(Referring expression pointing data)
★ ★ ★

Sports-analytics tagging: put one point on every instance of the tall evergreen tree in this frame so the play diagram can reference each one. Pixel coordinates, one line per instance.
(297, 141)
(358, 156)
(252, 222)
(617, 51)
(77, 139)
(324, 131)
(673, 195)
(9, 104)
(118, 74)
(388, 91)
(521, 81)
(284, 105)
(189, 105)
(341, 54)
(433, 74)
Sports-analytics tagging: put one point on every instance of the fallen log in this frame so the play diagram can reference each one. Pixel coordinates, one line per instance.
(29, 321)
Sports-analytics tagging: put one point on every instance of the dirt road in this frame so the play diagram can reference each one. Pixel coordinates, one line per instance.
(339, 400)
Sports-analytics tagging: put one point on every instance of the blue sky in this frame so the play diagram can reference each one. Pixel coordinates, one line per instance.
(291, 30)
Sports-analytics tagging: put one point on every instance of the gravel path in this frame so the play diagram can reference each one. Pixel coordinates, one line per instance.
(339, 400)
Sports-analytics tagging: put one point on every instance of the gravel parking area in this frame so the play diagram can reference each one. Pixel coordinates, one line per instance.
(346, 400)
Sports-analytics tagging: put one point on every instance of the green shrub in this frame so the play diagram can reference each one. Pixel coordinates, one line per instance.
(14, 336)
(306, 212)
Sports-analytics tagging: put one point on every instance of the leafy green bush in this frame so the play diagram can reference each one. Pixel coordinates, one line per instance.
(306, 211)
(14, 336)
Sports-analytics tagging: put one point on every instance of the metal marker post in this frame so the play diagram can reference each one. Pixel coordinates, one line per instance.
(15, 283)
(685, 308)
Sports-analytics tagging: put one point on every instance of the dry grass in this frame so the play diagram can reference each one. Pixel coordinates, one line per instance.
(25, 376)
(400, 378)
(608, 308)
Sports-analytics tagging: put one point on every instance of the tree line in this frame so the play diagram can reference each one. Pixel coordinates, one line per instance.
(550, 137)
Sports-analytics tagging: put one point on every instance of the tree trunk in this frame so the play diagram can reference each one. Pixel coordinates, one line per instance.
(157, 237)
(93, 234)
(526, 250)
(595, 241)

★ ★ ★

Write every record out again, letter for letter.

● **The answer**
Sports-analytics tagging: put one point on every instance of the tall evergreen tree in this frame so the play diagram can reference each one. Pixel coordinates, one line per instance.
(297, 141)
(358, 156)
(252, 222)
(617, 51)
(77, 139)
(324, 131)
(673, 195)
(9, 104)
(118, 74)
(388, 91)
(521, 81)
(284, 105)
(189, 105)
(341, 54)
(433, 74)
Sports-analytics tagging: put one point on every instance of the fallen log in this frame so the play diagram can reference each one. Pixel coordinates, one line per instance.
(29, 321)
Sports-analytics tagging: put one point on every instance of the dirt road in this frame so the play diagram can reference each one. Pixel coordinates, one line per instance.
(339, 400)
Sports-analytics tagging: put one point on every instance of the blue sky in this frame so the play diagram can reference each one. Pixel coordinates, one line per instance.
(291, 30)
Sports-analytics tagging: put one point on every instance of the gravel path in this frame so the play diagram can reference each one. Pixel coordinates, one line per instance.
(339, 400)
Sports-analytics tagging: put one point on every instance of the gravel parking area in this frame so the play diagram can reference each one. Pixel coordinates, one line per instance.
(346, 400)
Sports-analytics tagging: put one point on every instance of the green shrub in this frame so the play diagram can reference each one. Pixel coordinates, one line per instance.
(14, 336)
(306, 212)
Sports-analytics tagging: put one point on every instance of the leafy green bush in this frame so the play diagram can reference each one. Pixel coordinates, one line per instance.
(306, 211)
(14, 336)
Sports-analytics tagging: put one point on every instance of the metal marker post in this frame so the play diagram can reference each one. Pixel coordinates, one line per instance.
(15, 283)
(685, 308)
Sports-analytics tagging: put one point on every instance of the dry grass in this frame so the play diagram can reference each one. Pixel coordinates, one line per instance.
(25, 376)
(400, 378)
(608, 308)
Sports-analytics tagging: put one point on every instance of the tree line in this frame so the play diagram can reference each one. Pixel coordinates, one line per instance.
(550, 137)
Sports-analytics tagging: put one point on every instance of the tree trunk in this frame so the play diagram can reference each one. Pixel coordinates, one line per instance.
(157, 237)
(93, 234)
(526, 250)
(595, 241)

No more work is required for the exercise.